» SOURCE DATA:
*****
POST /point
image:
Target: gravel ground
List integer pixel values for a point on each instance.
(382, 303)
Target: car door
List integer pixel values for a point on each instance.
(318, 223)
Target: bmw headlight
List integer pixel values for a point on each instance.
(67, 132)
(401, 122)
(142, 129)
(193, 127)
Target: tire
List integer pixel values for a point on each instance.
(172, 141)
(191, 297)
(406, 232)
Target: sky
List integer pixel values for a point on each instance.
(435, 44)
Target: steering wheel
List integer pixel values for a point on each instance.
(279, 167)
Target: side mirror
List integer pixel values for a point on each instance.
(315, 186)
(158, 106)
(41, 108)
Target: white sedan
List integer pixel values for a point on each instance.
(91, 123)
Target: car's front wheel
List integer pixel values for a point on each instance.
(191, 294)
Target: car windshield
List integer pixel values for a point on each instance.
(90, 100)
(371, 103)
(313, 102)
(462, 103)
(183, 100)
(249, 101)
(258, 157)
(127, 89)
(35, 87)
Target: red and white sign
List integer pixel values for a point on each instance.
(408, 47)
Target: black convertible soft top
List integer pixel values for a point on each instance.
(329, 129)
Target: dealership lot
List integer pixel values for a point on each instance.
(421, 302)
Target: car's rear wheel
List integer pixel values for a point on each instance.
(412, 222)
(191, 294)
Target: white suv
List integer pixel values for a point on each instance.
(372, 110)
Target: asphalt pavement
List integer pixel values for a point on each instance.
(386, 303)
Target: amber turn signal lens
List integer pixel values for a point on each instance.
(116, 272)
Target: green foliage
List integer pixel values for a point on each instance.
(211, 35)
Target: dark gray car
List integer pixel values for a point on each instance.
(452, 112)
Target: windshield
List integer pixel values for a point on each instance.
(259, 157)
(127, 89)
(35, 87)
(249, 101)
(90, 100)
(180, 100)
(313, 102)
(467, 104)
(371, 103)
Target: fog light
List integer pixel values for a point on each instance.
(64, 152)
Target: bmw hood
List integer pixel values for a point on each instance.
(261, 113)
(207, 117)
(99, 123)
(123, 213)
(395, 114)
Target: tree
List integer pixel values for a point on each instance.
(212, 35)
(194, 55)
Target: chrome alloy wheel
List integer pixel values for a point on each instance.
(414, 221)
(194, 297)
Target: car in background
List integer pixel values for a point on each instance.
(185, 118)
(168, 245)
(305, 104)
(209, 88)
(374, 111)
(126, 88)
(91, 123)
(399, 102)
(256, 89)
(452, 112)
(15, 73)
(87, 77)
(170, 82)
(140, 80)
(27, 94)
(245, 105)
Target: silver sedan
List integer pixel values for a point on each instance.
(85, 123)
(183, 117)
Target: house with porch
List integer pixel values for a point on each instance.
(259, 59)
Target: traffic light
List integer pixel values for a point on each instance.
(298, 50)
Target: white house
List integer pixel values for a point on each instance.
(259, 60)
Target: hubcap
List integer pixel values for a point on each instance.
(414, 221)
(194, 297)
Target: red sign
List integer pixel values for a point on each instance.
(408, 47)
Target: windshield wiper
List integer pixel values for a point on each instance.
*****
» SET PROBLEM: Print every row above verbatim, character for character, with nothing changed or left out.

» TASK OUTPUT:
POST /point
image:
Target: gravel ground
List integer pixel values for a point on each instance.
(382, 303)
Target: car door
List integer pixel values for a point on each instance.
(318, 223)
Target: bmw headlight
List integer pixel values for a point on each instance.
(67, 132)
(401, 122)
(142, 129)
(193, 127)
Target: tire
List integer pixel values for a point on each instance.
(172, 141)
(191, 297)
(406, 232)
Target: sky
List integer pixel values for a point on each instance.
(435, 44)
Target: steering wheel
List integer pixel values for a point on each instance.
(279, 167)
Target: side mirror
List integer pixel values for a point on each instance.
(315, 186)
(158, 106)
(41, 108)
Target: white sedan
List integer pixel values for a point on each instance.
(91, 123)
Target: car's front wheel
List integer pixel values for a point on each instance.
(191, 294)
Target: car windshield
List integer pixel values for a point on each instance.
(90, 100)
(371, 103)
(313, 102)
(462, 103)
(183, 100)
(249, 101)
(258, 157)
(127, 89)
(35, 87)
Target: red and white sign
List integer pixel values for a point on each instance.
(408, 47)
Target: black convertible soft top
List integer pixel values for a point on each instance.
(329, 129)
Target: dealership lot
List integer pixel values for a point on each instance.
(421, 302)
Target: car's rear wheel
List integer pixel values for a point on each instance.
(412, 222)
(191, 294)
Target: white suv
List integer pixel values for a point on each instance.
(372, 110)
Target: asphalt pavement
List integer pixel values for a point on each instance.
(386, 303)
Target: amber turn signal lens
List integer pixel values for a point on each instance.
(116, 272)
Target: green foliage
List integer pixel values for a point on each instance.
(211, 35)
Target: dark gray car
List integer pixel values for a point on each instance.
(452, 112)
Target: windshield
List integer pixel values for a point on each instance.
(259, 157)
(127, 89)
(35, 87)
(249, 101)
(90, 100)
(180, 100)
(313, 102)
(467, 104)
(371, 103)
Target: fog light
List integer pixel values for a point on each instance.
(64, 152)
Target: bmw hood
List integer pixel values for a point on each instance.
(261, 113)
(207, 117)
(99, 123)
(123, 213)
(395, 114)
Target: tree
List integer pixel values for a point on each instance.
(212, 35)
(194, 55)
Target: chrome alloy wheel
List integer pixel values for a point on each instance.
(414, 221)
(194, 297)
Target: car in background
List integer pixel values for a point on each instance.
(185, 118)
(168, 245)
(305, 104)
(209, 88)
(374, 111)
(126, 88)
(91, 123)
(399, 102)
(256, 89)
(452, 112)
(15, 73)
(87, 77)
(170, 82)
(140, 80)
(27, 94)
(245, 105)
Target: silver sedan
List integer pixel values for a point on each instance.
(85, 123)
(183, 117)
Target: house with porch
List integer pixel values for a point on each instance.
(259, 59)
Target: traffic light
List integer pixel values for a point on each instance.
(298, 50)
Target: white house
List integer pixel values for a point on each instance.
(259, 60)
Target: hubcap
List integer pixel values for a point on each instance.
(414, 221)
(194, 297)
Target: red sign
List integer pixel values for a point on each instance.
(408, 47)
Target: windshield wiper
List integer pixel values for a point on each instance.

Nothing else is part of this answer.